--- Passage to read ---
Belfast Telegraph

The G8 leaders are here because we're still Here

By Gail Walker

One of the many irritating features of Northern Ireland is our passion for lecturing other countries. Our unions gathering at City Hall to indulge in anti-Semitic diatribes and pro-terrorism causes elsewhere contrasts with the equally thick 'plague on all your houses' approach they bring to domestic politics.

The point missed by so many people who congregated in Belfast's Botanic Gardens at the weekend and threw a party to protest against starvation – yes, I don't get it either – is that the world leaders meeting in Enniskillen yesterday and today aren't here because they are seeking out some haven of tranquillity to hide out from righteous protesters.

They are in Northern Ireland out of charity. Not because we are a model of peacemaking and right thinking. But because we remain a pariah in the world of civilised nations, because of how we butchered one another. They are here as part of our normalisation.

Attaching to the rather modest parade in Belfast city centre on Saturday was the usual gang of tiny pressure groups and disaffected mobsters, whose own racism is so comically transparent they don't realise that to barrack Barack Obama when Vladimir Putin is in town requires an explanation the outcome of which will not be savoury to read. Especially when it is his country – the one which bankrolls famine and disaster relief worldwide – which takes the bulk of the vocal abuse.

And his traitors who are lauded.

But that's because our protesters here are discreet, polite, decent fascists. If it's big issues that intrigue us, if it's global matters which exercise our conscience now we don't have to hide behind convenient paramilitary proxies who do our murdering for us, we are deliciously selective in our opprobrium. Mugabe, that dark angel of the left for 40 bloody years, overturns democracy yet again in Zimbabwe but no protesters pass the tin around for his opponent Morgan Tsvangirai.
---
Problem set
A - Reproduce word for word the part of the G8 column that opens with the words containing "By Gail Walker" and closes with "to domestic politics.".
B - According to the G8 column, why are the world leaders meeting in Northern Ireland? Answer in one to three sentences.
C - Extend the G8 column, starting after its final sentence.
The listing after the G8 column plays no part in this work.
--- Source data ---
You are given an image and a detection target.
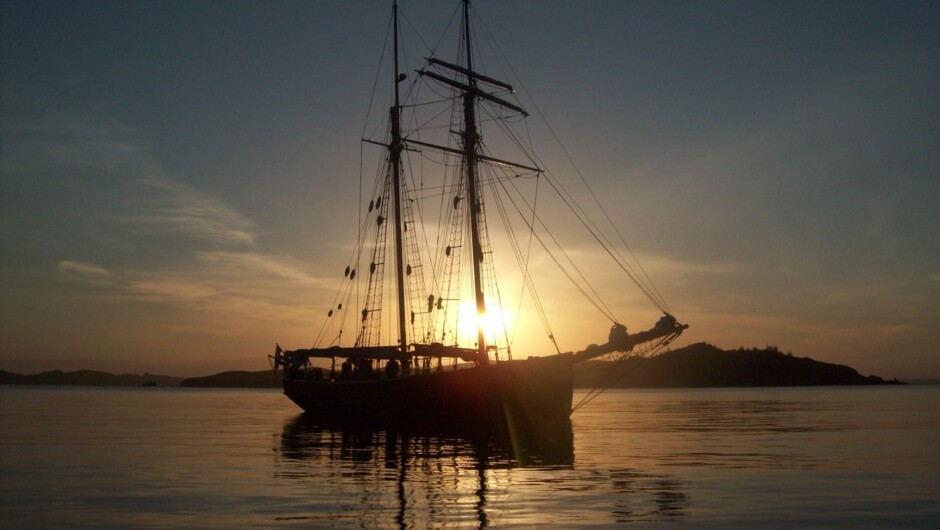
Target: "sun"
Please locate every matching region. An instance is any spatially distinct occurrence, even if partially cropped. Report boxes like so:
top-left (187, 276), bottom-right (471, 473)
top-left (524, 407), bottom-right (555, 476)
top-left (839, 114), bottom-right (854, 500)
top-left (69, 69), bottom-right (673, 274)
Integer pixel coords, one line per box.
top-left (457, 300), bottom-right (511, 344)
---
Expected responses
A -
By Gail Walker

One of the many irritating features of Northern Ireland is our passion for lecturing other countries. Our unions gathering at City Hall to indulge in anti-Semitic diatribes and pro-terrorism causes elsewhere contrasts with the equally thick 'plague on all your houses' approach they bring to domestic politics.

B - They are there out of charity, as part of Northern Ireland's normalisation. The region remains a pariah among civilised nations because of how its people butchered one another, not because it is a model of peacemaking.

C -
Turkey in disarray? Not a single open-toed sandal has taken to the streets in support of those with western ambitions in Istanbul and no mustering in support of the call for a general strike.

Confirmation of Assad's use of chemical weapons against his own people? Not a peep from the righteous.

Wrong causes. Wrong workers. Wrong people. Wrong countries.

Much better for the Chelsea tractor communists of south Belfast to demonise 'Cameron' and 'Obama' than have any view at all on Putin or Francois Hollande.

No. We live in a country which has no name – referred to in some places consistently as 'the north'; or simply as 'north' – as in 'North house prices on the rise again'. And by others as simply 'Here', as in 'There is Team USA, Team GB, Team Ireland, we need Team, er, Here'. We live in a country where, only two weeks ago, we passed a law to keep killers out of government but only unelected ones. We have 'commentators' who talk about sectarianism and wag fingers at democratic leaders of countries which have prayed nightly for decades to their God in thanks that they didn't have people like us living within their borders.

We have a country of sectarians but it seems they never write columns or work in broadcasting or teach in schools or be anyone we really know and like. Sectarians are always on the other side. Simple. Except they're not. The sectarians are us. The people who should know better but don't, the people who are educated, well-off, well-paid, well-heeled and who still have no friends from the other side. People who always exclude themselves from the diagnosis of poison because, don't be ridiculous, I am a nice person. And so are all my friends.

We have pundits who shake their head at our government because 'the state is sectarian'; so that even when the IRA and the DUP is in a power-sharing agreement, it is still a poisoned state. The IRA, absurdly, becomes for these people, a guardian of British 'divide-and-rule' politics. Yes, that's the IRA, that is. For others – especially the so-called new unionists – the DUP have sold the pass on the union. Yes, that's the DUP, that is.

And the liberal salad crunchers, those who can never find a party to represent their sophisticated and highly refined political views so who fall back on Alliance, actually stumble into the norms of dissident analysis. Listen to them, the next time you can stick it.

They will be the people arguing for the police to beat people off the streets, except when the people are on the right side.

The discreet, polite, decent fascists of, er, here.